Clarification on the Equation $ \varphi^{-1}(B) = \bigcup_{n\geq 1} \left\{ \{t=n\} \cap f_{n}^{-1}(B) \right\} \in \mathcal{A} $

Question

Exercise: Let $(\Omega, \mathcal{A})$ and $(E, \mathcal{B})$ be measurable spaces, and let $(f_{n})_{n\geq 1}$ be a sequence of measurable functions from $\Omega$ to $E$. Let $t$ be a measurable function from $\Omega$ to $\mathbb{N}^{*}$. Prove that the function $\varphi$ defined by: $$ \begin{aligned} \varphi : \Omega &\longrightarrow E \\ x &\longmapsto f_{t(x)}(x) \end{aligned} $$ is measurable.

Solution: Let $B$ be an element of the $\sigma$-algebra $\mathcal{B}$. We have: $$ \varphi^{-1}(B) = \bigcup_{n\geq 1} \left\{ \{t=n\} \cap f_{n}^{-1}(B) \right\} \in \mathcal{A} $$ Therefore, $\varphi$ is a measurable function.

Could someone kindly explain the meaning and steps involved in the equation

$$\varphi^{-1}(B) = \bigcup_{n\geq 1} \left\{ \{t=n\} \cap f_{n}^{-1}(B) \right\} \in \mathcal{A}$$

I'm studying measure theory and would appreciate some clarification on this equality and its implications within this context.

» Prompt
The forum post's exercise introduces several functions. List each one with its domain and codomain. The entries that follow come from a separate source.

» Entries shown

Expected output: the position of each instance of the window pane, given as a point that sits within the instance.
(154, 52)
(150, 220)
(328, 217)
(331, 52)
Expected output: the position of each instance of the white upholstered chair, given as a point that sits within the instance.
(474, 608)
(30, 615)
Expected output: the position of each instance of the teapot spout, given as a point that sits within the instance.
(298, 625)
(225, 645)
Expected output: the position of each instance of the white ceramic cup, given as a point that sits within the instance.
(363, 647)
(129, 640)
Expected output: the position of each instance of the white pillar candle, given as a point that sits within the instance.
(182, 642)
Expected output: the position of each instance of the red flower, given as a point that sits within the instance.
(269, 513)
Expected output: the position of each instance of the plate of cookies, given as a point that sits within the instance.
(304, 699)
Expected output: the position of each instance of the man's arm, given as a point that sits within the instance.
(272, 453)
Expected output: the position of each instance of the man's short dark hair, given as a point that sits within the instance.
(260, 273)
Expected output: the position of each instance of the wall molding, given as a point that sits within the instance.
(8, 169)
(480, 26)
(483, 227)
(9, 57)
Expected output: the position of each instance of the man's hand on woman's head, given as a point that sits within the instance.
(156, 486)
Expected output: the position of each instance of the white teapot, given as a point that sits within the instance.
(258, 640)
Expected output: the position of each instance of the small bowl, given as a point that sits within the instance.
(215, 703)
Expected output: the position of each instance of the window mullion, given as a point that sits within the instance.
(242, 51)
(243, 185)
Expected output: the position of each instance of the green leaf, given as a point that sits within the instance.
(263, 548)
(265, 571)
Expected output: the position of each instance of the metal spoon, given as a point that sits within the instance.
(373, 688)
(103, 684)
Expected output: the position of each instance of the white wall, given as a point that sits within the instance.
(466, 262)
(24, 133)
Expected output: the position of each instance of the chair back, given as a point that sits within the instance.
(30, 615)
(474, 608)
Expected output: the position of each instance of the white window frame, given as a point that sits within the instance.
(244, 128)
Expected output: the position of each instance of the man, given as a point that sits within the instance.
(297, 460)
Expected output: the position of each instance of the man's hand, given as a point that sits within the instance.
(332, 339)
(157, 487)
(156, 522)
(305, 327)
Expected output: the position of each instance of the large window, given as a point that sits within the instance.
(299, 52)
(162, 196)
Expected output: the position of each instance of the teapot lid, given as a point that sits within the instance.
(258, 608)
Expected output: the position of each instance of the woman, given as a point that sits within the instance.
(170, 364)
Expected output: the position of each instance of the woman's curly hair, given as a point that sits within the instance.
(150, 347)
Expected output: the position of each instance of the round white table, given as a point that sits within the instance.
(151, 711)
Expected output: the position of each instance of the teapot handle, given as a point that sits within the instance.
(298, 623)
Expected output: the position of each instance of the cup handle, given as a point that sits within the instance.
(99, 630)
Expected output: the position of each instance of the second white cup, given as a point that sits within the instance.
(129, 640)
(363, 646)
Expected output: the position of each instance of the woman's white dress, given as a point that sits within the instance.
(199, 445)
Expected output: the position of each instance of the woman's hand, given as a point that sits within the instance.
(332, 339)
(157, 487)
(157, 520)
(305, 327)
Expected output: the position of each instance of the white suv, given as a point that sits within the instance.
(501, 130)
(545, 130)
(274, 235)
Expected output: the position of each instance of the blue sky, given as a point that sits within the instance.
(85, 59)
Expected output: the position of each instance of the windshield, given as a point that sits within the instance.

» Answer to the task
- The functions fₙ (for n ≥ 1), from Ω to E
- t, from Ω to ℕ*
- φ, from Ω to E, defined by x ↦ f_{t(x)}(x)